[Stored records]
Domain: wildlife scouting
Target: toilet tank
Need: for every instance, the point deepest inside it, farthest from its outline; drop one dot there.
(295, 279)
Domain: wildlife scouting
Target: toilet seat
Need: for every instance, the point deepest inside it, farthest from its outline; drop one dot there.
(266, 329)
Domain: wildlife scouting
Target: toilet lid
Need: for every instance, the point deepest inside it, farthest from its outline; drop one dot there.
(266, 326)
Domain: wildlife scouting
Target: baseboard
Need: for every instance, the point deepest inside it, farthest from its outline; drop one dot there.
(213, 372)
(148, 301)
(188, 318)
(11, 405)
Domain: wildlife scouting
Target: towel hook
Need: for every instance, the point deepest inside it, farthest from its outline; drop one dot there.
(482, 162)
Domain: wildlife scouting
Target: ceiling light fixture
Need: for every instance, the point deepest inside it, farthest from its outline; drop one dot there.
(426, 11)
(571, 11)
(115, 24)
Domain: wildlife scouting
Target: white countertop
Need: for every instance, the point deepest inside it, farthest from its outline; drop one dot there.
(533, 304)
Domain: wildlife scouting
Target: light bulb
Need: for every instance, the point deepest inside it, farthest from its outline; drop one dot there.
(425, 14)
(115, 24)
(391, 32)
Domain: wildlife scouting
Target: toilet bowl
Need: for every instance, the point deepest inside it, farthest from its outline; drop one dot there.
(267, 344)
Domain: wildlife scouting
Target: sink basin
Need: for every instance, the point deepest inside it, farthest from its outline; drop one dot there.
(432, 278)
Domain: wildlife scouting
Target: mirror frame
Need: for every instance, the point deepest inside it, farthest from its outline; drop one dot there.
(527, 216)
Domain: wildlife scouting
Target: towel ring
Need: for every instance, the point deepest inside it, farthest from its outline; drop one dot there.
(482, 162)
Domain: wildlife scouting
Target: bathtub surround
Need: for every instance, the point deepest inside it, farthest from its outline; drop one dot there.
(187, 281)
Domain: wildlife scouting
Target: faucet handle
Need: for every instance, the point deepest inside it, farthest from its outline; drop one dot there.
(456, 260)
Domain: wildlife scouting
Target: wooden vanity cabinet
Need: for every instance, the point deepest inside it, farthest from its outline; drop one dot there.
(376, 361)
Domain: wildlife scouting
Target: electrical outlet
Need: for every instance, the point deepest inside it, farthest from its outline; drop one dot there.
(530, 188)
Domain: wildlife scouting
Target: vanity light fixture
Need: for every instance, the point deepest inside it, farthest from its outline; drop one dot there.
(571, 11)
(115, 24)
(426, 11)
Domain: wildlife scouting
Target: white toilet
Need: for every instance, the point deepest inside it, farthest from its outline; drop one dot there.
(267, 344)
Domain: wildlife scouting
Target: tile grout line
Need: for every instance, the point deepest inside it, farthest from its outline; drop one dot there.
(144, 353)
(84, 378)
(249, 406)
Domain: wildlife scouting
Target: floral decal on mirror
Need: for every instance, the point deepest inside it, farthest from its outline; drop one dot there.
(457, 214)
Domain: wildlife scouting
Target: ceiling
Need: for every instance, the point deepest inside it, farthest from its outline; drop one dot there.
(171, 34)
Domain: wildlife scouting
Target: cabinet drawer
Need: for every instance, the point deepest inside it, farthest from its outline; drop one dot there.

[What is being asked]
Restate the data above exactly, keeping each word as it stands.

[Answer to this problem]
Domain: wildlife scouting
Target: toilet tank
Need: for every instance, the point deepest inside it, farthest from its outline; drop one dot there.
(295, 279)
Domain: wildlife scouting
Target: toilet seat
Need: for every instance, the point deepest inside it, farthest from its outline; drop one dot there.
(266, 329)
Domain: wildlife scouting
Target: toilet lid
Need: for every instance, the point deepest inside it, farthest from its outline; drop one dot there.
(266, 326)
Domain: wildlife scouting
Target: baseboard
Need: for every instance, the point deepest inside it, farthest from its outline; drop one dot there.
(213, 372)
(148, 301)
(188, 318)
(11, 405)
Domain: wildlife scouting
Target: towel hook
Need: for every instance, the point deepest inside it, farthest from its outline; drop one dot there.
(482, 162)
Domain: wildlife scouting
Target: ceiling light fixture
Need: for every instance, the point deepest inside it, farthest from its outline; drop one dot there.
(426, 11)
(571, 11)
(115, 24)
Domain: wildlife scouting
Target: white countertop
Need: for every instance, the point deepest inside it, farthest from its outline; drop one dot there.
(533, 304)
Domain: wildlife scouting
Target: light bulb
Need: for every instance, the point deepest inside it, farthest from its outline; drop one dot there.
(425, 14)
(115, 24)
(391, 32)
Domain: wildlife scouting
Target: toilet bowl
Need: for every instance, the point deepest inside it, farthest from its outline; drop one dot there.
(267, 344)
Domain: wildlife scouting
Target: sink basin
Need: for every instance, the point deepest inside it, farthest from its outline; drop one dot there.
(432, 278)
Domain: wildlife scouting
Target: mirror frame
Need: for every instance, the point deepest inside it, farthest from its outline; drop one dot there.
(527, 216)
Domain: wildlife scouting
Target: towel ring
Need: for every instance, the point deepest inside it, farthest from its outline; drop one dot there.
(482, 162)
Domain: wildlife scouting
Target: bathtub surround
Need: for every instance, the point deepest inside it, farthest from its outline; drop one dot there.
(187, 281)
Domain: wildlife scouting
Target: faucet handle
Need: for every instance, the point deepest inside it, farthest from its outline; drop one dot there.
(456, 260)
Domain: wildlife scouting
Target: wooden vanity cabinet
Need: for every instance, the point deepest inside it, farthest from its outline; drop one dot there.
(376, 361)
Domain: wildlife scouting
Target: electrical outlet
Need: for every instance, the point deepest inside it, farthest from its outline; drop one dot there.
(530, 188)
Domain: wildlife scouting
Target: vanity light fixture
Need: for every instance, the point deepest inside it, farthest from its outline; drop one dot there.
(571, 11)
(115, 24)
(426, 11)
Domain: wildlife scouting
Target: white toilet
Need: for every instance, the point deepest inside it, farthest from its outline; drop one dot there.
(267, 344)
Domain: wildlife scouting
Target: tile grout line
Need: for every instance, the point deepest inside it, farthest from its outline; drop one dot there.
(144, 353)
(84, 378)
(249, 406)
Domain: wildlife scouting
Target: floral decal on mirror
Need: for every instance, the point deepest inside it, farthest from its outline; drop one dot there.
(457, 214)
Domain: wildlife scouting
Target: ceiling
Need: for every instance, the point deepest inside it, farthest from its outline; drop one dot there.
(171, 34)
Domain: wildlife scouting
Target: cabinet drawer
Need: for every instance, the point deepest inside it, farthest from its outline; drop one dot there.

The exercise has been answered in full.